-------- Data rows --------
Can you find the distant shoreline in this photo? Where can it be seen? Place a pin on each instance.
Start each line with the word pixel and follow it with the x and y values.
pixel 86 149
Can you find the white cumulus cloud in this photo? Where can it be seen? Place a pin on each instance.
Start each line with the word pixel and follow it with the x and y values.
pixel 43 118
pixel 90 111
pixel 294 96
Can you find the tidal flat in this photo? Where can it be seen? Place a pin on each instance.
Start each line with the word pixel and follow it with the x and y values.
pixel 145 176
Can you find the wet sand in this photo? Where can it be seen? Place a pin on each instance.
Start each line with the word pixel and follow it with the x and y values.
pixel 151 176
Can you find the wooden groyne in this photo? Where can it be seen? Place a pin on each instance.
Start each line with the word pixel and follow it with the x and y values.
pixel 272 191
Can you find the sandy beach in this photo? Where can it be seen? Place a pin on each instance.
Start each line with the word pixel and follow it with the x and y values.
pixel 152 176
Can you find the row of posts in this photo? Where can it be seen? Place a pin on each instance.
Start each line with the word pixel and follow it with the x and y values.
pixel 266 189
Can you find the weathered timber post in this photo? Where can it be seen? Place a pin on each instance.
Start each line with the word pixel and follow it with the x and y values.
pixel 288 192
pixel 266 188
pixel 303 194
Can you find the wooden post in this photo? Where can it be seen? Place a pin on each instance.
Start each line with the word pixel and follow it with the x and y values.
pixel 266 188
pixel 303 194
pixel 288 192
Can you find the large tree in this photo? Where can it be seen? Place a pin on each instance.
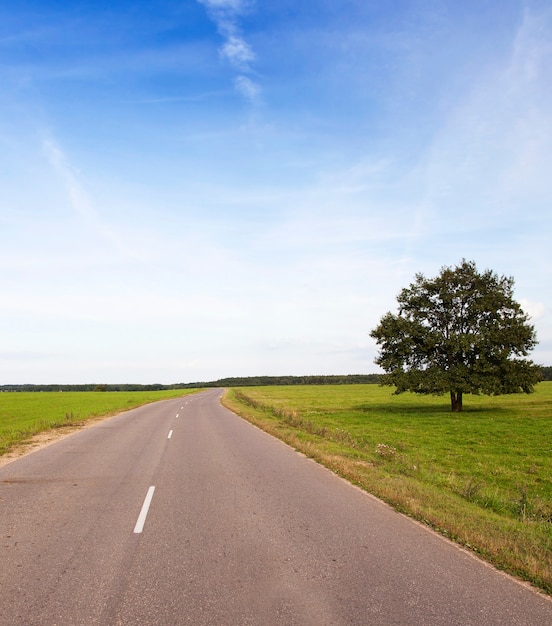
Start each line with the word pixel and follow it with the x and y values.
pixel 460 332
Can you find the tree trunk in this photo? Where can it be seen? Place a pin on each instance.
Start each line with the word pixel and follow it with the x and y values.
pixel 456 401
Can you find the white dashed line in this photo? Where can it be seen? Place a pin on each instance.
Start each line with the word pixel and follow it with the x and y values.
pixel 144 512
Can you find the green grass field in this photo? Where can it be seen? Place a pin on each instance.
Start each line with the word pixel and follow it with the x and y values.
pixel 482 477
pixel 23 415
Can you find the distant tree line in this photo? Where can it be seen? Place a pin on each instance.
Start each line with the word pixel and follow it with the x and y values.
pixel 250 381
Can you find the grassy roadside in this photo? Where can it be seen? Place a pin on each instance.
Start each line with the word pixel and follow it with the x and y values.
pixel 25 414
pixel 483 478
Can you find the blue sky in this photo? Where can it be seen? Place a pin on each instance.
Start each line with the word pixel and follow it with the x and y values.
pixel 196 189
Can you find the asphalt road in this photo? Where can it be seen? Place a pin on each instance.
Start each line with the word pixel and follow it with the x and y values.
pixel 182 513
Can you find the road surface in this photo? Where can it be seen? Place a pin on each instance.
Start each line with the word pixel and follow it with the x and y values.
pixel 182 513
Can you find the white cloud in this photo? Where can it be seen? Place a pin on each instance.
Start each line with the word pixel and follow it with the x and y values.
pixel 77 196
pixel 235 49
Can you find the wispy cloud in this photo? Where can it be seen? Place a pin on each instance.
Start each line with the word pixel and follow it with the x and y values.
pixel 235 49
pixel 77 196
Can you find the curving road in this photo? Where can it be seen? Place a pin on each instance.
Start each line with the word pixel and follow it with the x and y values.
pixel 182 513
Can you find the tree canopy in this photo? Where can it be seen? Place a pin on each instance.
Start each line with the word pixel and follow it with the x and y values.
pixel 460 332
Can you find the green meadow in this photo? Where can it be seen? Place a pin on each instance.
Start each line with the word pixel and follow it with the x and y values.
pixel 482 477
pixel 24 414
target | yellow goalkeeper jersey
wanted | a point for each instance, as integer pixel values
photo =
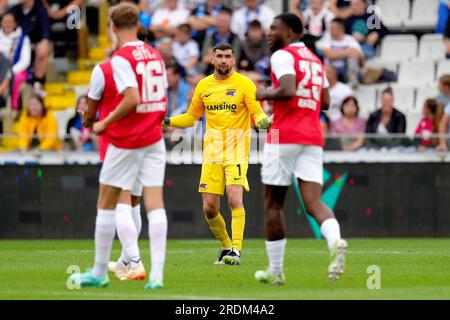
--------
**Exercise:** Reproduce the lines of all the records above word for word, omitting the pictures.

**Output for this task:**
Can you find the distant shoreline in this photo? Where can it be seen? Place a pin on each instance.
Start each line with the word pixel and follow it with the x and y values.
pixel 86 149
Can you find the white cumulus cloud in this photo? Where can it be seen? Place a pin on each instance.
Start each line with the word pixel and follow it with the x and y values.
pixel 43 118
pixel 90 111
pixel 294 96
Can you find the tidal flat in this photo? Where can it be seen? Place a pin on each instance.
Start each line with the word pixel and follow it with the x and y values.
pixel 145 176
Can you find the wet sand in this photo? Where can it be seen? Place a pin on each instance.
Start each line with the word pixel and follow it with the x and y values.
pixel 151 176
Can you find the wooden groyne in this photo? Where can it be seen? Place a pin on each instance.
Start each line with the word pixel and follow it with the x and y values.
pixel 272 191
Can you find the sandy beach in this photo? Where can it be seen? Place a pin on each instance.
Start each line with the word pixel and follow it with the x and y values.
pixel 152 176
Can you find the row of posts in this photo? Where can it be seen? Place a pin on each instance.
Start each line with the word pixel and follow it with the x and y values.
pixel 266 189
Can you find the weathered timber post in this photo? Where can it be seen? Place a pin on each instance.
Start each line with the word pixel and follow it with the x and y values.
pixel 288 192
pixel 266 188
pixel 303 194
Can you find the wooden post in this photo? Where can it be seen? Place a pin on each instance.
Start each line with the word pixel and follow it with the x and y values.
pixel 266 188
pixel 303 194
pixel 288 192
Can you find the large tree in this photo? Where can it be seen? Place a pin on each instance.
Start each line with the word pixel and follow it with the x and y values.
pixel 460 332
Can you find the tree trunk in this photo? Where can it be seen? Place a pin on each instance.
Start each line with the word pixel and follow it with the x and y values.
pixel 456 401
Can you find the white dashed line in this photo? Where can it be seen? Place a pin on each instance.
Start each line with the word pixel and follow it with the x and y values.
pixel 144 512
Can you find the green grass field in this photo? Where can it be seen? Place a pin on each instance.
Start each line with the word pixel and follow it with the x and y values.
pixel 482 477
pixel 23 415
Can you find the distant tree line in this photo? Where can it be seen? Place a pin on each instance.
Start each line with the word pixel and follow it with the x and y values.
pixel 250 381
Can you find the grassy roadside in this photo? Where can it be seen? Place a pin on each instance.
Start each line with the word pixel and follow it with the x and y values.
pixel 25 414
pixel 483 478
Can you find the blue sky in this photo? Where can it be seen? Place a pin on each instance.
Start each line with the word pixel and follow it with the x and y values.
pixel 196 189
Can you find the asphalt road in this photo? Where can it be seen? Place a pin on each instance.
Start each line with the word pixel and follow it with the x and y values.
pixel 182 513
Can you find the road surface in this photo? Where can it be seen? Place a pin on each instance.
Start each line with the word pixel and follow it with the x and y values.
pixel 182 513
Can you find the white cloud in this photo? Where can it be seen? Place a pin on each instance.
Start each line with the word pixel and follow it with the x and y values.
pixel 77 196
pixel 235 49
Can you find the wispy cloud in this photo? Where can it be seen? Place a pin on each instance.
Start each line with the word pixel and follow it with the x and y values.
pixel 235 49
pixel 77 196
Can you find the curving road in this photo? Where can it be seen? Place a pin on each instance.
Start each line with the word pixel and follow it with the x and y values.
pixel 182 513
Can you find the tree canopy in this photo? Where can it be seen? Place a pin on each instance.
Start each line with the word pixel and follow it with the x and y values.
pixel 460 332
Can you find the green meadow in this photo? Where can it be seen? Place a pin on each instance.
Start each line with the word pixel and follow it with the x and y values.
pixel 482 477
pixel 24 414
target | yellow goalkeeper jersey
wanted | a point for each instance, as integer pixel values
photo =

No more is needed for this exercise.